§ **Text shown**
****************

That same day, another Iranian drone damaged a US Army Boeing CH-47 Chinook helicopter on the ground.

- 5 April
Kuwait Petroleum Corporation (KPC) and Kuwait National Petroleum Company (KNPC) confirmed they were attacked by Iranian drones. According to the reports the attacks caused fires to several facilities causing severe damage. No casualties were reported.

- 6 April
Six people were injured by debris from an Iranian attack.

Fifteen Americans were wounded in an overnight Iranian drone strike on Ali Al Salem Air Base.

- 8 April
Despite the ceasefire agreement between the US and Iran, Kuwait air defense reported that it has intercepted waves of Iranian drones targeting vital facilities, power ⁠stations and water desalination plants, ⁠causing major infrastructure ⁠damage.

- 9 April
Iranian drones attacked vital infrastructure in Kuwait, resulting in air defence systems to fire.

=== May ===
- 1 May
Six Iranian IRGC troops took part in a raid at Bubiyan Island in Kuwait. The IRGC and Kuwait Armed Forces exchanged fire, resulting in the injury of one Kuwaiti soldier. Four of the IRGC troops were captured, while the remainder fled. Kuwait accused Iran of the attack on 12 May. The Iranian foreign ministry stated that the four officers had entered Kuwaiti seas by mistake "due to a disruption in the navigation system".

According to The Wall Street Journal, Kuwait launched attacks on Iranian-backed Iraqi militias from its own territory. Iraqi officials reported that there were at least two rocket attacks from Kuwaiti territory in April.

****************

§ **What you need to do**
Please sum up the timeline above in two sentences.

§ **Information supplied**
****************

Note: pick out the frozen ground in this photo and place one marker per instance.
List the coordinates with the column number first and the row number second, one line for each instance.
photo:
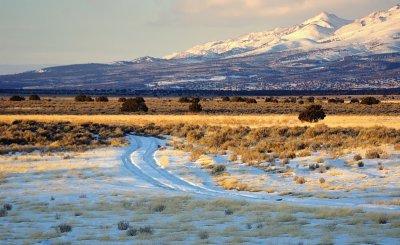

****************

§ **Result of this exercise**
Iranian drones damaged a US Army Chinook helicopter, set fires at Kuwaiti oil company facilities, wounded fifteen Americans at Ali Al Salem Air Base, and kept targeting vital infrastructure in Kuwait despite the US–Iran ceasefire. On 1 May, six IRGC troops raided Bubiyan Island and exchanged fire with Kuwaiti forces, injuring one Kuwaiti soldier, and Iran's foreign ministry said the four who were captured had entered Kuwaiti seas by mistake because of a navigation system disruption.